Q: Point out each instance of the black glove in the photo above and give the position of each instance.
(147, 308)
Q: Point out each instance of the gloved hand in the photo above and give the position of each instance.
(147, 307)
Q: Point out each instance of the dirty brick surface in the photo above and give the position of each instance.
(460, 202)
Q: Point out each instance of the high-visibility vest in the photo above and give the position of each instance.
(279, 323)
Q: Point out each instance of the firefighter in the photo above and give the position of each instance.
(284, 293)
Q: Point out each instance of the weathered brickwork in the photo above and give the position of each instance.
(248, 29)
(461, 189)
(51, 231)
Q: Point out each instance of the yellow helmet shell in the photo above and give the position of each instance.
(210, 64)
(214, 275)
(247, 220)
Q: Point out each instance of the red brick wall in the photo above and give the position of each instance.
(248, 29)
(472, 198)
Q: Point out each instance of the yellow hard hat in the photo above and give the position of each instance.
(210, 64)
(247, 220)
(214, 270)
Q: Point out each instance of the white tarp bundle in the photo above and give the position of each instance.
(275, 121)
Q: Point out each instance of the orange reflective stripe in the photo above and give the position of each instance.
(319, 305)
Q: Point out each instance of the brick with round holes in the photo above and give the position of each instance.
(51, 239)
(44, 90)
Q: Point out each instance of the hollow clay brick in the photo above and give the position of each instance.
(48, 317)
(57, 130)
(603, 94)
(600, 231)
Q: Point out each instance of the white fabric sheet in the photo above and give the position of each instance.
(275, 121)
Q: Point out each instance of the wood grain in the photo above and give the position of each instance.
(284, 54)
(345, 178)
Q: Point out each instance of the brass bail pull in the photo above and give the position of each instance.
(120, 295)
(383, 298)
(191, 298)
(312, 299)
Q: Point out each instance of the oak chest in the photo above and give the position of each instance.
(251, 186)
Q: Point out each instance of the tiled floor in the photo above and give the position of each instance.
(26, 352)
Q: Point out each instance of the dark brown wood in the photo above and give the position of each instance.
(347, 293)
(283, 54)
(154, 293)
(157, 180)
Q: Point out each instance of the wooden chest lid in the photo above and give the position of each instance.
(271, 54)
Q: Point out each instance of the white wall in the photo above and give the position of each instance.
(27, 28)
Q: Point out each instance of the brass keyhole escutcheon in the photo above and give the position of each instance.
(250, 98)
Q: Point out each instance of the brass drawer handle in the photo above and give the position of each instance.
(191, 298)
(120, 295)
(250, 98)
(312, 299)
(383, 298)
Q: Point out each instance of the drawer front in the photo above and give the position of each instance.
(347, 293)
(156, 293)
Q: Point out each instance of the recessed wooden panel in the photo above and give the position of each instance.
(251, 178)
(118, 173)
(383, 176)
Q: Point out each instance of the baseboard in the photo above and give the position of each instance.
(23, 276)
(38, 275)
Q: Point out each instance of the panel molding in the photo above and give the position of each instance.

--*--

**DIRECTION:**
Rewrite all of the records with "Point out" swapped for "Locate" and everything else left unchanged.

**PROBLEM SOLUTION:**
Q: Locate each instance of the black glove in the photo above and give the position of each instance.
(147, 308)
Q: Locate each instance of the gloved hand in the photo above and give the position of each instance.
(147, 307)
Q: Locate each instance of the dirty brick surface in the photo above and give the position of each instance.
(460, 202)
Q: Locate each instance of the high-visibility vest in the photo above and give the position of each instance.
(279, 323)
Q: Locate each instance of the firefighter in the photo above and give the position of each instance.
(284, 293)
Q: Locate each instance of the weathered brickwork in the photo above and give the position of each instance.
(248, 29)
(461, 189)
(51, 231)
Q: Locate each instance of the yellow helmet shell in the photo above and give the position of each instance.
(210, 64)
(214, 275)
(247, 220)
Q: Locate each instance of the red brick wall in the photo above and give the position of each instance.
(248, 29)
(472, 198)
Q: Locate each instance of the yellow hard hat in the photo above and give the position of each instance.
(210, 64)
(247, 220)
(214, 270)
Q: Locate each instance of the white tarp bundle in the photo above and give the position of each instance.
(275, 121)
Q: Locate each instance of the orange reflective stripe in the photo above and give the position of each instance.
(319, 305)
Q: Locate each instance of the brick with round holes in the photo above and give the position of each instance.
(51, 239)
(44, 90)
Q: Locate each instance of the hollow clay brick in the photo above and give the position of each instance.
(48, 317)
(57, 130)
(603, 94)
(600, 231)
Q: Locate each instance of the white fabric sheet in the photo above and give the position of each instance.
(275, 121)
Q: Locate each instance of the wood grain in the photo above and give the position of each instance.
(284, 54)
(345, 178)
Q: Locate each instance of the brass bail pull in the photo above and give the position of each instance.
(120, 295)
(383, 298)
(191, 298)
(312, 299)
Q: Locate each instance of the oak chest in the photo above and give the position of each instance.
(251, 186)
Q: Locate each instance of the tiled floor in the photo above and give the position of each instance.
(26, 352)
Q: Locate each instance of the dark brown wood in the photo above and give the position of each instance.
(347, 293)
(283, 54)
(154, 293)
(157, 180)
Q: Locate each instance of the wooden chest lid in the photo above and give the position of each instance.
(271, 54)
Q: Locate each instance of the white wall in the photo above and give the position of each instance.
(27, 28)
Q: Locate each instance of the brass keyhole escutcheon in the photo above and give the position of each instance.
(250, 98)
Q: Locate each instance of the brass drawer handle in the photo above and give the position of each instance.
(191, 298)
(120, 295)
(250, 98)
(312, 299)
(383, 298)
Q: Locate each instance of the drawer front in the photo above and give the position of each instance.
(347, 293)
(156, 293)
Q: Locate each instance of the recessed wooden panel in the photo above and give the position of each instance.
(251, 178)
(118, 173)
(383, 176)
Q: Locate each instance of the baseboard in the photo above and give the position of each instance.
(23, 276)
(38, 275)
Q: Locate each instance of the panel molding in the photo above and give the position of each instance.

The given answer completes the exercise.